Required action — Write out each entry, exactly the way it appears.

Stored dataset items
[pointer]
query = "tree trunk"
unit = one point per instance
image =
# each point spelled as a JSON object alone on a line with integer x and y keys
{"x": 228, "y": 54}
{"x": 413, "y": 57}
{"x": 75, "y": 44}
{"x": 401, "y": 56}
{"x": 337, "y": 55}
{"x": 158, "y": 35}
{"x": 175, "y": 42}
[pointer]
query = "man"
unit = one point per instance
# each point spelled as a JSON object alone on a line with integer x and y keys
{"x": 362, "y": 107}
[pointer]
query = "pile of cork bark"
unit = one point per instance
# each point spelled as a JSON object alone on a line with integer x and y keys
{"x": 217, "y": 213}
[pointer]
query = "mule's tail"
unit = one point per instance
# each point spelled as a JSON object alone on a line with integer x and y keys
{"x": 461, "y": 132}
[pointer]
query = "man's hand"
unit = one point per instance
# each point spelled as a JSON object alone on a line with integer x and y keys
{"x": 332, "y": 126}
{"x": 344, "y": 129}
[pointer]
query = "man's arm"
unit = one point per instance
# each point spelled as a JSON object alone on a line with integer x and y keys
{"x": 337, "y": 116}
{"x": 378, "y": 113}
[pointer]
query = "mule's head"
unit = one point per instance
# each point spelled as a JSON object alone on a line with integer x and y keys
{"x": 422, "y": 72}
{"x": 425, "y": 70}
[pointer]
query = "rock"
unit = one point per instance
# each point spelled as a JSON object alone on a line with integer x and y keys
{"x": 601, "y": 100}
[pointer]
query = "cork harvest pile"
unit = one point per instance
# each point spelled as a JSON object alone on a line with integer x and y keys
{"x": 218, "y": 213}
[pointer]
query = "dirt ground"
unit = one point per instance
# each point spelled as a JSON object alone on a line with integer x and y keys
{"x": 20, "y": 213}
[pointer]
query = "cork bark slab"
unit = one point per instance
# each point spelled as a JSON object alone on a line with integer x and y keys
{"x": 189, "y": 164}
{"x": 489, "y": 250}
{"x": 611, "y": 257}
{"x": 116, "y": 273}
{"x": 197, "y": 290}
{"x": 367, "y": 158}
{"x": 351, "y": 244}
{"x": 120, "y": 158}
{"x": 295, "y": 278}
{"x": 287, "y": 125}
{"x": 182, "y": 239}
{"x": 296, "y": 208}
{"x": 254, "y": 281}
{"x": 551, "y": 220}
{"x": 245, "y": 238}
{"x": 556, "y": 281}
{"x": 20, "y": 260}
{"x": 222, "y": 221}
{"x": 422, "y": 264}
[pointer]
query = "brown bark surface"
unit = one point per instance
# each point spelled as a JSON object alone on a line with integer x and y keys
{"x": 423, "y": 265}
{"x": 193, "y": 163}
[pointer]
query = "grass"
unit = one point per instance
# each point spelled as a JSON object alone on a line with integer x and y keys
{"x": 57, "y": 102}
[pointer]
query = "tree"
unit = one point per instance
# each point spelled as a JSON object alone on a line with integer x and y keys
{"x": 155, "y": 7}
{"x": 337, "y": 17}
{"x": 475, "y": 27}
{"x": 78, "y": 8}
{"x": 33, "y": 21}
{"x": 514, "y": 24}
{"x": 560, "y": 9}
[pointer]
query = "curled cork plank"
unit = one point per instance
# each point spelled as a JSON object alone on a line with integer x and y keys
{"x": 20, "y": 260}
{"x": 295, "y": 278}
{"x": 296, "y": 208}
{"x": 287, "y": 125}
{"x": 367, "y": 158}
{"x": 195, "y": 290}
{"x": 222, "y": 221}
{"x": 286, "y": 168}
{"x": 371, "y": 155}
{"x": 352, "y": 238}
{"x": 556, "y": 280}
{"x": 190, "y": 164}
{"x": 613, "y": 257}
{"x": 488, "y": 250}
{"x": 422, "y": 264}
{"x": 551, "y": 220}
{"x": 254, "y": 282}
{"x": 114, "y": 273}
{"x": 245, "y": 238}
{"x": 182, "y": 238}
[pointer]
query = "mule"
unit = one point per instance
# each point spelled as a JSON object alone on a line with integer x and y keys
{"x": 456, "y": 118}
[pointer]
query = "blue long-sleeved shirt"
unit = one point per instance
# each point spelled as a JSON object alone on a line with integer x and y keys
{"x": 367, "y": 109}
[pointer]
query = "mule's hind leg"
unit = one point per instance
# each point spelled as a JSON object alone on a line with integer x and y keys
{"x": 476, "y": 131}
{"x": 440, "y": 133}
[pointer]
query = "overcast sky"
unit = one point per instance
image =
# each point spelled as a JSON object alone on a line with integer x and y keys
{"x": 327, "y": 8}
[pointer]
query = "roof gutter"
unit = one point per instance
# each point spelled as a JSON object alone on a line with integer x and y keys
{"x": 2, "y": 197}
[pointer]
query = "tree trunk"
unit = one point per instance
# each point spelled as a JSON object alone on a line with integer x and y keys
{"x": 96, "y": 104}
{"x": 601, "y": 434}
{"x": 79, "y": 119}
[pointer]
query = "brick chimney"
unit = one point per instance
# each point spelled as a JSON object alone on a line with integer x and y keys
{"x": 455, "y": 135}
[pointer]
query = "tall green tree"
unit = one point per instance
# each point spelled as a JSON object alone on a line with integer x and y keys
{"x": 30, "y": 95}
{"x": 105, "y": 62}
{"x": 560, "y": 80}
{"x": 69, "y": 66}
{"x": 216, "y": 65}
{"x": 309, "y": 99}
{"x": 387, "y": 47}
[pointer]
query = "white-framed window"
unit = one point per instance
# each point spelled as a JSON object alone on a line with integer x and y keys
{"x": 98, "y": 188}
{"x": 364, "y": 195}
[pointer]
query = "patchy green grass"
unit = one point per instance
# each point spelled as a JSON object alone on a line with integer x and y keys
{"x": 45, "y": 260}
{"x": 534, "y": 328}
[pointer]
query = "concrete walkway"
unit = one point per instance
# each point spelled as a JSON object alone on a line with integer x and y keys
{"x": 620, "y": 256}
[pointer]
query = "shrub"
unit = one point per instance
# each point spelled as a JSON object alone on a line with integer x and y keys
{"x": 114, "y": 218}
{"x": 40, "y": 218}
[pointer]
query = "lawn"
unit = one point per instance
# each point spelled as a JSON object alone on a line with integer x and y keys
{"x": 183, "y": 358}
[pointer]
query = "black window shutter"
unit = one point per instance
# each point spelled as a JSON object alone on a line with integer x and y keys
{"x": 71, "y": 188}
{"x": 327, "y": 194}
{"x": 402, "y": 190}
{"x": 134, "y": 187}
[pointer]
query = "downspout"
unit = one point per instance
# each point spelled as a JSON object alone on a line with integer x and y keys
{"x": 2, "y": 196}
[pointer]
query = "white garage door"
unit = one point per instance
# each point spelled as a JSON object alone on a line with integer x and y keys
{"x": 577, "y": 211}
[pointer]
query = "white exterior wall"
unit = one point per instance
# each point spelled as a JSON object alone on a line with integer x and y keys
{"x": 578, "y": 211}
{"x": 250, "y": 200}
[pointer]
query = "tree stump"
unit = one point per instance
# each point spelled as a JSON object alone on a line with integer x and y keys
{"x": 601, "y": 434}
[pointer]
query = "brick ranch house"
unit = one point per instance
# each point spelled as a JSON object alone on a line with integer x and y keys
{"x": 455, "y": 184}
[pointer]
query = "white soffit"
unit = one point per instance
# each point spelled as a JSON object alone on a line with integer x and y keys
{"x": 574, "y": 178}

Output —
[pointer]
query = "tree trunk"
unit = one point per instance
image =
# each point spelled as a JSON object alone on a line with integer x and y keys
{"x": 228, "y": 54}
{"x": 413, "y": 57}
{"x": 75, "y": 44}
{"x": 401, "y": 56}
{"x": 337, "y": 55}
{"x": 158, "y": 35}
{"x": 175, "y": 42}
[pointer]
query = "man"
unit = one point per instance
# each point spelled as a JSON object alone on a line with integer x and y keys
{"x": 362, "y": 107}
[pointer]
query = "pile of cork bark"
unit = one point per instance
# each point spelled as a JSON object alone on a line with integer x and y keys
{"x": 217, "y": 213}
[pointer]
query = "mule's tail"
unit = one point per instance
# each point spelled as a JSON object alone on a line with integer x and y keys
{"x": 461, "y": 132}
[pointer]
query = "man's hand"
unit = one point per instance
# each point spelled as a JSON object alone on a line with integer x and y keys
{"x": 332, "y": 126}
{"x": 344, "y": 129}
[pointer]
query = "man's arm"
unit = one point per instance
# each point spelled as a JSON object alone on a line with integer x and y keys
{"x": 337, "y": 116}
{"x": 378, "y": 113}
[pointer]
query = "mule's head"
unit = one point per instance
# each point spelled as a JSON object alone on a line with integer x and y keys
{"x": 422, "y": 72}
{"x": 425, "y": 70}
[pointer]
query = "rock"
unit = one point per instance
# each point spelled as a JSON object alone on a line with integer x and y keys
{"x": 601, "y": 100}
[pointer]
query = "cork harvest pile"
unit = one point per instance
# each point spelled as a JSON object alone on a line with integer x and y keys
{"x": 218, "y": 213}
[pointer]
query = "dirt ground"
unit = one point per instance
# each point spelled as a JSON object alone on a line with integer x and y keys
{"x": 20, "y": 213}
[pointer]
query = "cork bark slab"
unit = one point per instance
# each point spelled as a JSON object alone on a line with integer x and y keys
{"x": 189, "y": 164}
{"x": 489, "y": 250}
{"x": 611, "y": 257}
{"x": 116, "y": 273}
{"x": 197, "y": 290}
{"x": 367, "y": 158}
{"x": 351, "y": 244}
{"x": 120, "y": 158}
{"x": 295, "y": 278}
{"x": 287, "y": 125}
{"x": 182, "y": 239}
{"x": 296, "y": 208}
{"x": 254, "y": 281}
{"x": 551, "y": 220}
{"x": 245, "y": 238}
{"x": 556, "y": 281}
{"x": 20, "y": 260}
{"x": 222, "y": 221}
{"x": 422, "y": 264}
[pointer]
query = "brown bark surface"
unit = one point per instance
# each point spelled as a JSON object alone on a line with integer x and y keys
{"x": 423, "y": 265}
{"x": 193, "y": 163}
[pointer]
query = "grass"
unit = one point per instance
# each point spelled as a JSON object alone on a line with integer x and y keys
{"x": 57, "y": 102}
[pointer]
query = "tree"
unit = one point per instance
# each point spelled as a JSON object alone on a line with integer x and y keys
{"x": 155, "y": 7}
{"x": 337, "y": 17}
{"x": 475, "y": 27}
{"x": 78, "y": 8}
{"x": 33, "y": 21}
{"x": 514, "y": 24}
{"x": 560, "y": 9}
[pointer]
query = "curled cork plank"
unit = one point per instance
# each point spelled as a JSON object alone on a line with integer x and y keys
{"x": 20, "y": 260}
{"x": 295, "y": 278}
{"x": 296, "y": 208}
{"x": 287, "y": 125}
{"x": 367, "y": 158}
{"x": 195, "y": 290}
{"x": 222, "y": 221}
{"x": 286, "y": 168}
{"x": 371, "y": 155}
{"x": 352, "y": 238}
{"x": 556, "y": 280}
{"x": 190, "y": 164}
{"x": 613, "y": 257}
{"x": 488, "y": 250}
{"x": 422, "y": 264}
{"x": 551, "y": 220}
{"x": 254, "y": 282}
{"x": 114, "y": 273}
{"x": 245, "y": 238}
{"x": 182, "y": 238}
[pointer]
query = "mule"
unit = one point per instance
# each point spelled as a JSON object alone on a line with integer x and y keys
{"x": 456, "y": 118}
[pointer]
query = "blue long-sleeved shirt"
unit = one point per instance
# each point spelled as a JSON object alone on a line with integer x and y keys
{"x": 367, "y": 109}
[pointer]
query = "mule's hind leg"
unit = one point per instance
# each point spelled as a JSON object alone on a line with integer x and y keys
{"x": 476, "y": 131}
{"x": 440, "y": 133}
[pointer]
query = "overcast sky"
unit = one point per instance
image =
# each point spelled as a JSON object alone on a line with integer x and y keys
{"x": 327, "y": 8}
[pointer]
query = "roof gutter"
unit = one point per instance
# each point spelled as a JSON object alone on a line with integer x and y keys
{"x": 2, "y": 197}
[pointer]
query = "tree trunk"
unit = one point per instance
# each point spelled as a JSON object alone on a line with integer x and y keys
{"x": 96, "y": 104}
{"x": 601, "y": 434}
{"x": 79, "y": 119}
[pointer]
query = "brick chimney"
unit = one point per instance
# each point spelled as a JSON object alone on a line with integer x and y keys
{"x": 455, "y": 135}
[pointer]
query = "tall green tree"
unit = one point per instance
# each point spelled as a JSON object alone on a line with integer x and y keys
{"x": 30, "y": 95}
{"x": 105, "y": 62}
{"x": 560, "y": 80}
{"x": 69, "y": 66}
{"x": 216, "y": 65}
{"x": 309, "y": 99}
{"x": 387, "y": 47}
[pointer]
query = "white-framed window"
unit = one point per instance
# each point spelled as a JSON object alone on a line with integer x and y keys
{"x": 98, "y": 188}
{"x": 364, "y": 195}
[pointer]
query = "patchy green grass"
unit = one point per instance
# each point spelled as a JSON object alone on a line with integer x and y keys
{"x": 45, "y": 260}
{"x": 534, "y": 328}
[pointer]
query = "concrete walkway"
unit = one point per instance
# each point spelled as a JSON object alone on a line with integer x and y keys
{"x": 620, "y": 256}
[pointer]
query = "shrub"
unit = one point per instance
# each point spelled as a JSON object alone on a line with integer x and y keys
{"x": 114, "y": 218}
{"x": 40, "y": 218}
[pointer]
query = "lawn"
unit = one point per instance
# each point spelled as a JSON object alone on a line with integer x and y keys
{"x": 183, "y": 358}
[pointer]
query = "black window shutter"
unit = one point per instance
# each point spelled as a JSON object alone on a line with integer x and y keys
{"x": 71, "y": 188}
{"x": 327, "y": 194}
{"x": 402, "y": 190}
{"x": 134, "y": 187}
[pointer]
query = "downspout"
unit = one point per instance
# each point spelled as a JSON object alone on a line with integer x and y keys
{"x": 2, "y": 196}
[pointer]
query = "white garage door"
unit = one point per instance
# each point spelled as a JSON object alone on a line with integer x and y keys
{"x": 577, "y": 211}
[pointer]
query = "white exterior wall"
unit = one point per instance
# each point spelled as a JSON object alone on a line with integer x and y keys
{"x": 578, "y": 211}
{"x": 250, "y": 200}
[pointer]
query = "tree stump"
unit = one point per instance
# each point spelled as a JSON object alone on a line with integer x and y keys
{"x": 601, "y": 434}
[pointer]
query = "brick ranch house"
unit = one point per instance
# each point spelled as a JSON object alone on a line with integer x and y keys
{"x": 455, "y": 184}
[pointer]
query = "white soffit"
unit = one point per instance
# each point spelled as a JSON object alone on a line with integer x and y keys
{"x": 574, "y": 178}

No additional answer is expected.